* [Aim of the exercise] The required output is the line containing "Find the **car" through the final line of the material below, printed exactly, with no other lines.

* [Stored data]

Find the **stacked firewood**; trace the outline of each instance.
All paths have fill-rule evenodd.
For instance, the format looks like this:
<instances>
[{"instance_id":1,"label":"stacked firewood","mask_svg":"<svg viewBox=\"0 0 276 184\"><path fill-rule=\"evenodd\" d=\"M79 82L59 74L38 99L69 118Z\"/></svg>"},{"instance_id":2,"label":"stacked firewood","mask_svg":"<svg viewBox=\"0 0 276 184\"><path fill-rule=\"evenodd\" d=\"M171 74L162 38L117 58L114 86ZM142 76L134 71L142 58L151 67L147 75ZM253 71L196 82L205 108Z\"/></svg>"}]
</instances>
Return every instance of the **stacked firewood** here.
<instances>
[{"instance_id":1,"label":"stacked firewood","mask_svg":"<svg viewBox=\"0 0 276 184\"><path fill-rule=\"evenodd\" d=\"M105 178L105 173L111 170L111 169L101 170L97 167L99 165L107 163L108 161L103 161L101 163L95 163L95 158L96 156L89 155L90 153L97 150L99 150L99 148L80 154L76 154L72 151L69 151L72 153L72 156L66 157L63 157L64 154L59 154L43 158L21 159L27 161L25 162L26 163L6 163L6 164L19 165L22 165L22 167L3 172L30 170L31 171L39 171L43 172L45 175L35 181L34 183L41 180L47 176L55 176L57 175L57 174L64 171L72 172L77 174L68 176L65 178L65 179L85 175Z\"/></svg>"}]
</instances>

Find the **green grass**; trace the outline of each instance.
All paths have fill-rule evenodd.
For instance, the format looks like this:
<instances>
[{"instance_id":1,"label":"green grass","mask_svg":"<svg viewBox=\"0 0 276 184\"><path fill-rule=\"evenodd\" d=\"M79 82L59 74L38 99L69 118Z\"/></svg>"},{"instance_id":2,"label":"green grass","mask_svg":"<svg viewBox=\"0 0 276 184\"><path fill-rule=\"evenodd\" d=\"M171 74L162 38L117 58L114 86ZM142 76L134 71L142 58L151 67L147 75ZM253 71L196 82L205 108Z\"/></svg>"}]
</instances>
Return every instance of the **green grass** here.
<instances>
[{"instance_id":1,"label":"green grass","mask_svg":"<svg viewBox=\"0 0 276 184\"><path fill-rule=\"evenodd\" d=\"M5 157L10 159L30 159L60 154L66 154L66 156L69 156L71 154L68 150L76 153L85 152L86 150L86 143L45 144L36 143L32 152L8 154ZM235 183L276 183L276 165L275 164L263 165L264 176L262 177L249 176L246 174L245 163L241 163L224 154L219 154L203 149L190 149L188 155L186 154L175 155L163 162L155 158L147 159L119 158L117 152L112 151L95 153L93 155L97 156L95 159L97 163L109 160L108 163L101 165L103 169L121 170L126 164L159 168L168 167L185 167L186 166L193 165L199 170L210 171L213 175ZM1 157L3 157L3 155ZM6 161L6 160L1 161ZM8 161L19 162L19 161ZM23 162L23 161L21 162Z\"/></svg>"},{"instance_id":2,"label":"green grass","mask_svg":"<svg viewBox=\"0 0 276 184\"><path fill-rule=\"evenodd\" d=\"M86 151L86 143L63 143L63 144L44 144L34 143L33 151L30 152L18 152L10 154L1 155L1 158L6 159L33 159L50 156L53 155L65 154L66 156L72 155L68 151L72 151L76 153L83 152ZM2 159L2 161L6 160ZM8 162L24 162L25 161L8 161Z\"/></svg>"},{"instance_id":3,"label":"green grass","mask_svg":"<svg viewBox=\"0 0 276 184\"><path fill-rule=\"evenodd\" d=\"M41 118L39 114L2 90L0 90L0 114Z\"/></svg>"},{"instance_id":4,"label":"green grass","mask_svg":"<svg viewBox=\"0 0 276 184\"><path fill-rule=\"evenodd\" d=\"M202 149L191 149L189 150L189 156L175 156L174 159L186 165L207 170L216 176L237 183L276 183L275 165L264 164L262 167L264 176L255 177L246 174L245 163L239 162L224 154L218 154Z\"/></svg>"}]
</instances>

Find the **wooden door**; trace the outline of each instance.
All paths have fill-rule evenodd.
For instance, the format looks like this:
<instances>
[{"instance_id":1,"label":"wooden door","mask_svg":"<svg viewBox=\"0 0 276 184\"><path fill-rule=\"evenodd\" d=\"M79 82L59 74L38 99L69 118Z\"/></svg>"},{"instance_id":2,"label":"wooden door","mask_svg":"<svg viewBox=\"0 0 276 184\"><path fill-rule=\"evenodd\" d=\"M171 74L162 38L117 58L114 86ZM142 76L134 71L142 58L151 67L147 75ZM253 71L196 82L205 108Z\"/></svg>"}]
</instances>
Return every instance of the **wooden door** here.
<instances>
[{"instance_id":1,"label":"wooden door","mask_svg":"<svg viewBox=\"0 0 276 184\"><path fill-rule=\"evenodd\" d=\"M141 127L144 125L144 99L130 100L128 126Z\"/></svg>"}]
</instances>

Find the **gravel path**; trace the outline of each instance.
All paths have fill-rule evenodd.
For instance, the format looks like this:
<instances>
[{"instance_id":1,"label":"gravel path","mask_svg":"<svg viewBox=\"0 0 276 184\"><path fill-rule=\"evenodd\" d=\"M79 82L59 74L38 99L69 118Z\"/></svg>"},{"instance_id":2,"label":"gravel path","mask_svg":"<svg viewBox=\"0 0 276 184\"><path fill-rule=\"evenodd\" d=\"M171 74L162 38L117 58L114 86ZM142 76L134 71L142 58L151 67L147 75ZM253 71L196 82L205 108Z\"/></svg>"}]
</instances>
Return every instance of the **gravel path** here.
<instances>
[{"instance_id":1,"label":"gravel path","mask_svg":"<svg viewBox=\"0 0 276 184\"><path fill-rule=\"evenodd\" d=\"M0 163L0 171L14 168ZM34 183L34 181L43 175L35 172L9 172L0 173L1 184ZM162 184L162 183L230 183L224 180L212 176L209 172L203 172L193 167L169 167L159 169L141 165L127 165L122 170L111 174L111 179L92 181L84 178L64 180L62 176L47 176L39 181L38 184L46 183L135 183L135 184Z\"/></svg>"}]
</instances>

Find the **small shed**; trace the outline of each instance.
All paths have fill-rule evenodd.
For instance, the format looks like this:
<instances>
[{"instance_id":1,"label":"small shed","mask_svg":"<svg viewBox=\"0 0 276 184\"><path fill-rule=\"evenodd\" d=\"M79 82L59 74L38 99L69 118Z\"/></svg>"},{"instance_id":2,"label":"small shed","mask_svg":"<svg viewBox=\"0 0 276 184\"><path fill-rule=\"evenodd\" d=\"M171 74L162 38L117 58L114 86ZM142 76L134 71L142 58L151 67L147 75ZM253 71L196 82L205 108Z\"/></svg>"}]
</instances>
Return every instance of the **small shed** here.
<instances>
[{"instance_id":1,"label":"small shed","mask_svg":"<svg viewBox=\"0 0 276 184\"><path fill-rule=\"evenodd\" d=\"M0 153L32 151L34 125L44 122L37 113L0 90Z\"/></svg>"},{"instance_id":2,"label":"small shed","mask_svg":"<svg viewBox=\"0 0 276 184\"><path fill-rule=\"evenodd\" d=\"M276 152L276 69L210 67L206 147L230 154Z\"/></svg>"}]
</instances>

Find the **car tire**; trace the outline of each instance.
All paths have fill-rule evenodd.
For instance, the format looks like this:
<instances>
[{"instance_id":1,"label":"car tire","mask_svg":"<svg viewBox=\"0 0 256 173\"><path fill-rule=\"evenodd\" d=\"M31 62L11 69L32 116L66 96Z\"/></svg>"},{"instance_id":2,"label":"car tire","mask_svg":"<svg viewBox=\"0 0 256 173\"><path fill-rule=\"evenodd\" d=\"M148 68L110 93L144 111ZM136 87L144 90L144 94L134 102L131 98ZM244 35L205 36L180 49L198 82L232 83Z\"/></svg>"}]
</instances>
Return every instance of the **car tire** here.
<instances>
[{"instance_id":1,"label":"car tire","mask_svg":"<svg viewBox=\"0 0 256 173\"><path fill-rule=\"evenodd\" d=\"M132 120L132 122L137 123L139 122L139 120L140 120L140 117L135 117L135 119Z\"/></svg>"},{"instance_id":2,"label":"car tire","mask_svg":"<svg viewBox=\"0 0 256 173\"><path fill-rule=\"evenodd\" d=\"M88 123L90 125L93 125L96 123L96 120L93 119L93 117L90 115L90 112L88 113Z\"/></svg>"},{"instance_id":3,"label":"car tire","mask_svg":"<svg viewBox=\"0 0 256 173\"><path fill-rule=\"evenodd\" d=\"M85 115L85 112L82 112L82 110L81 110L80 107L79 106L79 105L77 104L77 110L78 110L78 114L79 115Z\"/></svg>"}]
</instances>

* [Answer to this problem]
Find the **car tire**; trace the outline of each instance.
All paths have fill-rule evenodd.
For instance, the format looks like this:
<instances>
[{"instance_id":1,"label":"car tire","mask_svg":"<svg viewBox=\"0 0 256 173\"><path fill-rule=\"evenodd\" d=\"M31 62L11 69L32 116L66 96Z\"/></svg>"},{"instance_id":2,"label":"car tire","mask_svg":"<svg viewBox=\"0 0 256 173\"><path fill-rule=\"evenodd\" d=\"M148 68L110 93L144 111ZM136 87L144 90L144 94L134 102L131 98ZM244 35L205 36L180 49L198 82L232 83Z\"/></svg>"}]
</instances>
Return every instance of the **car tire** here.
<instances>
[{"instance_id":1,"label":"car tire","mask_svg":"<svg viewBox=\"0 0 256 173\"><path fill-rule=\"evenodd\" d=\"M132 120L132 122L137 123L139 122L139 120L140 120L140 117L135 117L135 119Z\"/></svg>"},{"instance_id":2,"label":"car tire","mask_svg":"<svg viewBox=\"0 0 256 173\"><path fill-rule=\"evenodd\" d=\"M88 123L90 125L93 125L96 123L96 120L93 119L93 117L90 115L90 112L88 113Z\"/></svg>"},{"instance_id":3,"label":"car tire","mask_svg":"<svg viewBox=\"0 0 256 173\"><path fill-rule=\"evenodd\" d=\"M85 115L85 112L82 112L82 110L81 110L80 107L79 106L79 105L77 104L77 110L78 110L78 114L79 115Z\"/></svg>"}]
</instances>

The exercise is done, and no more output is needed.